EXCERPTED PASSAGE:
[start]

Apart from these, problems of unequal social distribution and a lack of justice have long defined Taiwanese society — and have time and again spawned public dissatisfaction with the ruling and opposition parties.

This state of dissatisfaction is becoming irrepressible and has reached a critical juncture.

The third political force that emerged around the time of the Sunflower movement, which broke out on March 18 last year, is a typical outlet for this kind of dissatisfaction.

The emergence of a third force gives rise to difficult questions about division, and plenty of parties and political commentators have raised slogans about how a new political setup can be created only through cooperation between opposition forces, and some have gone so far as to propose practical strategies for cooperation among these groups in the next election.

However, for newly formed political parties that want to deliver new political prospects for the nation, the most important role that they take on must surely be about how to achieve real accomplishments without forgetting their original aims.

The nation has had no lack of political third forces before now, but they have never been able to generate an impressive political climate.

Regardless of whether they end up marching together or apart, the new parties that have managed to take their first steps have an excellent political opportunity.

The new parties carry a social resonance that has been accumulated and called up through the unremitting efforts of many social movements over many years, in some cases arising from participants’ courage to engage in conflict, no matter the price.

The implications of this resonance also include a public sentiment of unprecedented revulsion over many issues, including the ruling party’s incapacity to govern the nation and opposition parties’ failure to effectively oversee the government.

[end]

EXTRACTED RECORDS:
[start]

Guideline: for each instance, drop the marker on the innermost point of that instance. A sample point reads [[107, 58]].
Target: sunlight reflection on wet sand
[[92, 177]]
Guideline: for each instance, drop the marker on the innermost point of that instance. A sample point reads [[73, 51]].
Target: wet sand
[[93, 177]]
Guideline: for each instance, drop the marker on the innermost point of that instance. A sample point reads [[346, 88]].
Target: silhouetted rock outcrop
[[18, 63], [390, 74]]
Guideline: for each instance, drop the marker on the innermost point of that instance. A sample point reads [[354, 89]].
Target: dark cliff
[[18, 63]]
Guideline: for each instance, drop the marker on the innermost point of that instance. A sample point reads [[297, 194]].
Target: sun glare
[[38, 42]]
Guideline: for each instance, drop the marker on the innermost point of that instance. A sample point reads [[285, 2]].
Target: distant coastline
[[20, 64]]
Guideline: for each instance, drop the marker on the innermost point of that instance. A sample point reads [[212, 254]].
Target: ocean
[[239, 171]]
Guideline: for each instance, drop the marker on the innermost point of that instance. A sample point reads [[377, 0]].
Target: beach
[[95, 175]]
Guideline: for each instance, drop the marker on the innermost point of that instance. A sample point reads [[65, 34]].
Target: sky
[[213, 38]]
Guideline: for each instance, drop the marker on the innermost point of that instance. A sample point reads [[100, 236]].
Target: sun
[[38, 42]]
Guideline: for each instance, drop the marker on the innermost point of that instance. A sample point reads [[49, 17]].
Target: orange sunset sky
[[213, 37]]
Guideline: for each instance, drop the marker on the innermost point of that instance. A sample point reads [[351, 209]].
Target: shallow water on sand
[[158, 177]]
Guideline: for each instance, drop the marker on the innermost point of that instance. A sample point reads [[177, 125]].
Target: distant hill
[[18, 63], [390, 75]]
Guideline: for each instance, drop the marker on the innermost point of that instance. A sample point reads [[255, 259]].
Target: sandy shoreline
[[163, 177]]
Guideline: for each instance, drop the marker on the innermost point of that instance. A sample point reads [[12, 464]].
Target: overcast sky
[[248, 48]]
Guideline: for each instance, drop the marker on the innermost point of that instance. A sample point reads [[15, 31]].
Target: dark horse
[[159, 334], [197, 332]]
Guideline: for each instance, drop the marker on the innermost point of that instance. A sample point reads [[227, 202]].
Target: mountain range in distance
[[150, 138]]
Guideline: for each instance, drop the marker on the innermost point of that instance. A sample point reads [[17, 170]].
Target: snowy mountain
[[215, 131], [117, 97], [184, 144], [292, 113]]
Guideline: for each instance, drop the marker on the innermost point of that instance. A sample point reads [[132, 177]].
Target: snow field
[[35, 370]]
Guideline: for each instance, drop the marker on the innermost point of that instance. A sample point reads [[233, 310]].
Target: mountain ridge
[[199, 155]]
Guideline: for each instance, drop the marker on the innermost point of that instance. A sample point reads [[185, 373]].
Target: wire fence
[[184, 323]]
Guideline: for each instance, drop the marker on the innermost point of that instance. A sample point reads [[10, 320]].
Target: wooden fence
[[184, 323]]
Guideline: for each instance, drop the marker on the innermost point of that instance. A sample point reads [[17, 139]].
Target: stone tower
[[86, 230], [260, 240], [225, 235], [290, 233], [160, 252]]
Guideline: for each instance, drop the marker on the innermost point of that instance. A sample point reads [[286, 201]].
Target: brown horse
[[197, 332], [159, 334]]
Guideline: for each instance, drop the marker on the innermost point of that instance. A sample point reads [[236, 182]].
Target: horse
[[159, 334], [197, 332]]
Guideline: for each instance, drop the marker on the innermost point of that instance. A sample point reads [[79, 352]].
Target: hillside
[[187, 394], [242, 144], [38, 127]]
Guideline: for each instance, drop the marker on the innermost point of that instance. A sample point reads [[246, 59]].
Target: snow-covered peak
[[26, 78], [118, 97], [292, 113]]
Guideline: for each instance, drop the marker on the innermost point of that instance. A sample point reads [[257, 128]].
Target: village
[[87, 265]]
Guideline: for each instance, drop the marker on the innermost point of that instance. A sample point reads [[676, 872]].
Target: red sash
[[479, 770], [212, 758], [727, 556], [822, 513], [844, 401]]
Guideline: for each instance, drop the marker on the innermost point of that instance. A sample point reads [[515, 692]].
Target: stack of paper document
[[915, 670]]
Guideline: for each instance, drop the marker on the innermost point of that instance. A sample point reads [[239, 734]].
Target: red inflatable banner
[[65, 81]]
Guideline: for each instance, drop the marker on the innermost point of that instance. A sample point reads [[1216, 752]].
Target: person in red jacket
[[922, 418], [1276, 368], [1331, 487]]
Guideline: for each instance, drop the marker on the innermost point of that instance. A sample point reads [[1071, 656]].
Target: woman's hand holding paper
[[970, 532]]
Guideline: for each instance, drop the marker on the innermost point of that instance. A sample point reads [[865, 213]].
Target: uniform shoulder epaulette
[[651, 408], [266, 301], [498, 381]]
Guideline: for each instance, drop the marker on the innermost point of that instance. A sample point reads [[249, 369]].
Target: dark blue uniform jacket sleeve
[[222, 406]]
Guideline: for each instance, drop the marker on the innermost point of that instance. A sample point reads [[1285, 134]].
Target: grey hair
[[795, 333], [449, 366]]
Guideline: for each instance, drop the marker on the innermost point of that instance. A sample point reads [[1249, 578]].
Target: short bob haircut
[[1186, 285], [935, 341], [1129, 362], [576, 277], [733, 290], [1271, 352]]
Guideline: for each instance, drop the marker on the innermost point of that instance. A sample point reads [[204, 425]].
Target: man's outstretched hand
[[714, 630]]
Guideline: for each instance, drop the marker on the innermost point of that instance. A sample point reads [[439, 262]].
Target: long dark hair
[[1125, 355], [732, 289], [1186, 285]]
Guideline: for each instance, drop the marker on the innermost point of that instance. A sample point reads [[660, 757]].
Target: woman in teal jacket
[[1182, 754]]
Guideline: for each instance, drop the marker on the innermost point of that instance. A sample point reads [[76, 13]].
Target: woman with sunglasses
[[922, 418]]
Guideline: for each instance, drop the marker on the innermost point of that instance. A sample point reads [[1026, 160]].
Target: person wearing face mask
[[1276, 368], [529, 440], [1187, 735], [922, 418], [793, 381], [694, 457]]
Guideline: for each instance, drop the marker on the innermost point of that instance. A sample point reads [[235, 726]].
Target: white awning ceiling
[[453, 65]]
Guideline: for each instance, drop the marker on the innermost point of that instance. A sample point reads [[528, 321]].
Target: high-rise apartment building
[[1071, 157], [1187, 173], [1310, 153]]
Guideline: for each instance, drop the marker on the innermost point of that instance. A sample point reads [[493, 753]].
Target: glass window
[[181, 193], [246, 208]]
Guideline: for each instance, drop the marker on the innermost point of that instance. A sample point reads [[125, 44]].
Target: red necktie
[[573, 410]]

[end]

THINGS TO DO:
A) Decide whether each statement agrees with the passage on Taiwan's third political force, answering yes or no and quoting the words of the passage that settle it: (i) The Sunflower movement broke out on March 18. (ii) Earlier third forces in the nation produced an impressive political climate. (iii) Public dissatisfaction has reached a critical juncture.
B) Quote every sentence in the passage on Taiwan's third political force that contains the word "dissatisfaction."
C) Reproduce the passage on Taiwan's third political force word for word, beginning at the words "The third political" and stopping after "their original aims.".
The records have no connection to the passage on Taiwan's third political force.

OUTPUTS BY TASK:
A)
(i) Yes: "which broke out on March 18 last year"
(ii) No: "they have never been able to generate an impressive political climate"
(iii) Yes: "has reached a critical juncture"

B)
1. "Apart from these, problems of unequal social distribution and a lack of justice have long defined Taiwanese society — and have time and again spawned public dissatisfaction with the ruling and opposition parties."
2. "This state of dissatisfaction is becoming irrepressible and has reached a critical juncture."
3. "The third political force that emerged around the time of the Sunflower movement, which broke out on March 18 last year, is a typical outlet for this kind of dissatisfaction."

C)
The third political force that emerged around the time of the Sunflower movement, which broke out on March 18 last year, is a typical outlet for this kind of dissatisfaction.

The emergence of a third force gives rise to difficult questions about division, and plenty of parties and political commentators have raised slogans about how a new political setup can be created only through cooperation between opposition forces, and some have gone so far as to propose practical strategies for cooperation among these groups in the next election.

However, for newly formed political parties that want to deliver new political prospects for the nation, the most important role that they take on must surely be about how to achieve real accomplishments without forgetting their original aims.